## EXERCISE
From the entries below, retype only the lines from the one with "positive clicks: (197, 180) (193, 181)" through the one with "box: [296, 131, 372, 192]", exactly as written.
++++++++++++++++++++
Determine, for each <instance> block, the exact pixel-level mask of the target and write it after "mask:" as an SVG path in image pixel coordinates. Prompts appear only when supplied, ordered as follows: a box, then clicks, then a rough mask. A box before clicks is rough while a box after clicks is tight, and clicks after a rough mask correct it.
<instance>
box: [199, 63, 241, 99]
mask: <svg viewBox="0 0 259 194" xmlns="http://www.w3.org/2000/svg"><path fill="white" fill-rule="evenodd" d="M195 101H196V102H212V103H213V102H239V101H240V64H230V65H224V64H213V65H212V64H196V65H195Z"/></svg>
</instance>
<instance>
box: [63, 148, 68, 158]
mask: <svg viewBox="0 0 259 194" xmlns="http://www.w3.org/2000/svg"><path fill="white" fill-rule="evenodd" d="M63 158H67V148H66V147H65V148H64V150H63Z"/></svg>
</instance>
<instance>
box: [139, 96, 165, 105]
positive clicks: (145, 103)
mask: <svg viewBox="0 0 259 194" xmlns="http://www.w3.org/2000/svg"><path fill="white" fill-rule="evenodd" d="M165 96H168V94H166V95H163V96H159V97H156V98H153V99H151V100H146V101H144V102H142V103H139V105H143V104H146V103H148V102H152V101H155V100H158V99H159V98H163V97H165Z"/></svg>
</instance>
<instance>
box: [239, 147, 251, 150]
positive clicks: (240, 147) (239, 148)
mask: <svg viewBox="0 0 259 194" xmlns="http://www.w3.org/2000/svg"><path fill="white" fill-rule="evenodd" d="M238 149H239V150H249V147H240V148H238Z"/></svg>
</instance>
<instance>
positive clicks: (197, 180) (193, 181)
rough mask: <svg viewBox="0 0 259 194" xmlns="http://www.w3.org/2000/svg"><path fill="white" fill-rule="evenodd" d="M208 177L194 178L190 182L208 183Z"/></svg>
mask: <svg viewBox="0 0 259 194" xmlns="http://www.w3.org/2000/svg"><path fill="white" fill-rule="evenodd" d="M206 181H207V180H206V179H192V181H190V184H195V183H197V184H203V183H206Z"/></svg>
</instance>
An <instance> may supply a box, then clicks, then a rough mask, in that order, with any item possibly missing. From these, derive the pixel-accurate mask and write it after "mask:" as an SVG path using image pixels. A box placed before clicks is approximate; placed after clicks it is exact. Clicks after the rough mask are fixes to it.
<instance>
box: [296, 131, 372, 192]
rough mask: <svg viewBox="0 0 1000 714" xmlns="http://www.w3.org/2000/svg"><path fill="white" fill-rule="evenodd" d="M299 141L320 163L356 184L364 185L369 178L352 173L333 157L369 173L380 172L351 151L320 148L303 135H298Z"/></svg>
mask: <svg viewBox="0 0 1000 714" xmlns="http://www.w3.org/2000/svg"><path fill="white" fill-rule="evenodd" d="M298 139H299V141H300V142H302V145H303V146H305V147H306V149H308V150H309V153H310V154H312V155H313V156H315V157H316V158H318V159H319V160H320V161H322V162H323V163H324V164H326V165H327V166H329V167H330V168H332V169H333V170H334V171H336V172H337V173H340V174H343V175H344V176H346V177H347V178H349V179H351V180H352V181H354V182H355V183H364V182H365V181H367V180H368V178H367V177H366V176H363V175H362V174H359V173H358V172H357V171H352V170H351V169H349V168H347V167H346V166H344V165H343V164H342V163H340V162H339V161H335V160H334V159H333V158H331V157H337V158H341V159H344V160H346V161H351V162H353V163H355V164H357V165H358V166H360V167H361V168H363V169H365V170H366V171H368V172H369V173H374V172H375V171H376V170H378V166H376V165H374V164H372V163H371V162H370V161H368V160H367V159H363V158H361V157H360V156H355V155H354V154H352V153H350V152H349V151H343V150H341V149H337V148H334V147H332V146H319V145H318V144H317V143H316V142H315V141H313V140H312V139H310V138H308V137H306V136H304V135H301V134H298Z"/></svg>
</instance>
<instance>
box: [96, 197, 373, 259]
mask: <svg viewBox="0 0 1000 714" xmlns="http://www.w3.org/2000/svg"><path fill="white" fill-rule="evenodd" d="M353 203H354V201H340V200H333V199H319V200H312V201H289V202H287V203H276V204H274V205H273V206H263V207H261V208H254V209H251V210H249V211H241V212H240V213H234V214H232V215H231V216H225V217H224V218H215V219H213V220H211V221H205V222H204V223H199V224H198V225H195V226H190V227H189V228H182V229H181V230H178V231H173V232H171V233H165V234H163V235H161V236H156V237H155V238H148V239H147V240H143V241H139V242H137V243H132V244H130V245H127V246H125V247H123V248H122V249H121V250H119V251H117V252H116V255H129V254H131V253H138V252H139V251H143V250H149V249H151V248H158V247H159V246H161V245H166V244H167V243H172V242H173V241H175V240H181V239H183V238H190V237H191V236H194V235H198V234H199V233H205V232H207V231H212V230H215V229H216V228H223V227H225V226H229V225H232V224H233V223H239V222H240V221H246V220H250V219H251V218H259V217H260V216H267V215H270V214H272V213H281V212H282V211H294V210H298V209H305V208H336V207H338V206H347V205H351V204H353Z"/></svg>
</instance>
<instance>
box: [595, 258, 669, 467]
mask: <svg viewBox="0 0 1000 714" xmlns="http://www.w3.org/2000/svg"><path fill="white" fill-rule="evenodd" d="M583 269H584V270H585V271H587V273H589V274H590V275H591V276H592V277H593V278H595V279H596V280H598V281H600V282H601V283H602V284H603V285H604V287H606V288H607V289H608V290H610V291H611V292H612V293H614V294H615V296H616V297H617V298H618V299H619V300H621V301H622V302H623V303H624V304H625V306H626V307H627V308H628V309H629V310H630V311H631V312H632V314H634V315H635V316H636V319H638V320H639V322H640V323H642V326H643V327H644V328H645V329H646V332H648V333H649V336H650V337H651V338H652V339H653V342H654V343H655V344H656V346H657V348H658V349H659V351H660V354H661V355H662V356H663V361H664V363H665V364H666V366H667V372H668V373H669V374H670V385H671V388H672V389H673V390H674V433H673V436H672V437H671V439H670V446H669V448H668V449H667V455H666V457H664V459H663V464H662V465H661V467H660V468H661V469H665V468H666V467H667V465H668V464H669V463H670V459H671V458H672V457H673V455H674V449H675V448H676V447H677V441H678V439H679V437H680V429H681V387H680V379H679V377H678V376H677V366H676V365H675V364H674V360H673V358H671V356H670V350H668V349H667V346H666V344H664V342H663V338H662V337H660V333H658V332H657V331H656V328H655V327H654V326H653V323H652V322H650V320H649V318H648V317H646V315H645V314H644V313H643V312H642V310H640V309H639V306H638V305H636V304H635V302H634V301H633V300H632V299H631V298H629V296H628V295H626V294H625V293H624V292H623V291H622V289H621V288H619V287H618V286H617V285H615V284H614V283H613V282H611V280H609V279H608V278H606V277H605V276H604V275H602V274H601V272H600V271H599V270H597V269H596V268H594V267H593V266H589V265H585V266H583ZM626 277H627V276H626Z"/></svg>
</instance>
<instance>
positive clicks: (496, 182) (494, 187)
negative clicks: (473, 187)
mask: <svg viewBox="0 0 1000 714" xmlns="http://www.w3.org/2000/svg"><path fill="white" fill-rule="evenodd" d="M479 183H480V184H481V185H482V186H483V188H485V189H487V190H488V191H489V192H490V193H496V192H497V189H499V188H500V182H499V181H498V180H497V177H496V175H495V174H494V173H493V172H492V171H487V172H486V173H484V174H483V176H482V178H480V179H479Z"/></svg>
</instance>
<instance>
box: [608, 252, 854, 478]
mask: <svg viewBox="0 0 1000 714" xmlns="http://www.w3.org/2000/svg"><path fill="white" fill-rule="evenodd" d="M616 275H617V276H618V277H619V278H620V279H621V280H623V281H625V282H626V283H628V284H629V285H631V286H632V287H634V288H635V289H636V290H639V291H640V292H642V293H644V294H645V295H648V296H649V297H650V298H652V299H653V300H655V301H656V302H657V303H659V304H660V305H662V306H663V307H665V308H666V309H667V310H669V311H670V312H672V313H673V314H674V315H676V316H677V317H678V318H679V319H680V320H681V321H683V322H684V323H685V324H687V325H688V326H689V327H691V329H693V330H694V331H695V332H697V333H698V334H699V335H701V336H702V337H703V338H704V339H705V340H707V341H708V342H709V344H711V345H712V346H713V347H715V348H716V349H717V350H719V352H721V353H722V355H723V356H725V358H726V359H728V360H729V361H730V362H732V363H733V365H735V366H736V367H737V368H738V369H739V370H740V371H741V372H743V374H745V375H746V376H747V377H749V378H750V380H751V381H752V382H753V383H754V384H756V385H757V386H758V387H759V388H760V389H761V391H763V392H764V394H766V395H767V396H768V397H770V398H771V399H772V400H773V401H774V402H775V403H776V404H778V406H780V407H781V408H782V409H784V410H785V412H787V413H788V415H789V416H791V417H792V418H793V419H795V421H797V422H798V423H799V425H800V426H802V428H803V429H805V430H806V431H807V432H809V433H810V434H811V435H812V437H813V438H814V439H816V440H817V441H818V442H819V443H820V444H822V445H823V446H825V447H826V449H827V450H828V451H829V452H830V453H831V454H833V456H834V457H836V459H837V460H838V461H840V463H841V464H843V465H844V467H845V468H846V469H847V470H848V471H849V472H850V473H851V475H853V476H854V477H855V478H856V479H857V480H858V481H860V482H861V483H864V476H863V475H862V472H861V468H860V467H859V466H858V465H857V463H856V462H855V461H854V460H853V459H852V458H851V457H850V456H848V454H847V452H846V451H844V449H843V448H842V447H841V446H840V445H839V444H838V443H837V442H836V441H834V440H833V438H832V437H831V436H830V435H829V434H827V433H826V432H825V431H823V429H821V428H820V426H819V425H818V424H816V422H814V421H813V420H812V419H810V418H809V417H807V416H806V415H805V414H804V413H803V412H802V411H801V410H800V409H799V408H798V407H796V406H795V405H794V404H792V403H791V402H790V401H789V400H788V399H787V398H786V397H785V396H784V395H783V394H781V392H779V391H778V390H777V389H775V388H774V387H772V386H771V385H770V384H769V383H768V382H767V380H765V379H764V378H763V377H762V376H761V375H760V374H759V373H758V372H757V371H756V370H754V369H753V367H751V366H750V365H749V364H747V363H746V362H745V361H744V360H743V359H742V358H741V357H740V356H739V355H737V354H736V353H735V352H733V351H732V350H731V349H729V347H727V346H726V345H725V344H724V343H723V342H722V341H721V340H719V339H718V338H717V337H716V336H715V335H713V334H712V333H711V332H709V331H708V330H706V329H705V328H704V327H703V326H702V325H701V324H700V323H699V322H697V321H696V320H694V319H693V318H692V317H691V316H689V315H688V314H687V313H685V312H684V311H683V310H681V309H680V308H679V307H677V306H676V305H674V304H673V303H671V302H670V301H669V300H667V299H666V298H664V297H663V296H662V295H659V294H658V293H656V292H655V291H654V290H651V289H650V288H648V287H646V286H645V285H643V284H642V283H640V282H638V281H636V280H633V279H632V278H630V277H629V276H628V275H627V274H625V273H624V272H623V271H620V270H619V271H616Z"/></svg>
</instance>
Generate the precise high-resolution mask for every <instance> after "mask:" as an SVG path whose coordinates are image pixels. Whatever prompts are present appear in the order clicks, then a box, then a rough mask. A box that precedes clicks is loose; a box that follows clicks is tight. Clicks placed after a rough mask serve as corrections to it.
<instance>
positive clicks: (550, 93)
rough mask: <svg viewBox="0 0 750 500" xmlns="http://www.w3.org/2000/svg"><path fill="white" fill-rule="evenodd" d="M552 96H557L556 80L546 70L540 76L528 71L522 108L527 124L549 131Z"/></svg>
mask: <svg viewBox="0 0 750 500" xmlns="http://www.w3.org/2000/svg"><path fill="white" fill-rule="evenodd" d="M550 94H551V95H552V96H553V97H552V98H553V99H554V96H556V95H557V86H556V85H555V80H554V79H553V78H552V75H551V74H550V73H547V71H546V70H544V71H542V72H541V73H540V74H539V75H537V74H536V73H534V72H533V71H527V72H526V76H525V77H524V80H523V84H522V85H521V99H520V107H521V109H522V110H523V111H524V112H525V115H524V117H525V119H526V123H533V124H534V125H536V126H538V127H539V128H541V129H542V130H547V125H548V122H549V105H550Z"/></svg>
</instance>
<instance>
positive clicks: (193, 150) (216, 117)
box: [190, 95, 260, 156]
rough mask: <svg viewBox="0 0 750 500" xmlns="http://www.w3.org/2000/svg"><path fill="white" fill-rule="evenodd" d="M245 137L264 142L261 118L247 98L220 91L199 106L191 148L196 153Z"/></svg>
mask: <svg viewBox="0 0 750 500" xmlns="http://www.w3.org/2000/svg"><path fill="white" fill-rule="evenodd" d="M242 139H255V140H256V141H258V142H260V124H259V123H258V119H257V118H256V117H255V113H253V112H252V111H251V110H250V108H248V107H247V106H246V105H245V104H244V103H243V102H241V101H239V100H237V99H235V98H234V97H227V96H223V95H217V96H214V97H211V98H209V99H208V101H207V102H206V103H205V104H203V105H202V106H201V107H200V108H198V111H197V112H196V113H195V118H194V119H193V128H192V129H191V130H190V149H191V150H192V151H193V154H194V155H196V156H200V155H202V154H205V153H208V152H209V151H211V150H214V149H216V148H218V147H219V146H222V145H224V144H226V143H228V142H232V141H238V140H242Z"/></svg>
++++++++++++++++++++
## EXERCISE SOLUTION
positive clicks: (197, 180) (193, 181)
rough mask: <svg viewBox="0 0 259 194" xmlns="http://www.w3.org/2000/svg"><path fill="white" fill-rule="evenodd" d="M208 177L194 178L190 182L208 183Z"/></svg>
mask: <svg viewBox="0 0 259 194" xmlns="http://www.w3.org/2000/svg"><path fill="white" fill-rule="evenodd" d="M206 181H207V180H206V179H192V181H190V184H195V183H197V184H203V183H206Z"/></svg>
</instance>
An <instance> may supply a box, then clicks, then a rough mask, in that order, with any item possibly missing. From these, derive the pixel-accurate mask and write it after "mask:" as an SVG path using image pixels. A box placed before clicks is approximate; placed after clicks it is exact. Clicks after the rough mask are fixes to it.
<instance>
box: [296, 131, 372, 192]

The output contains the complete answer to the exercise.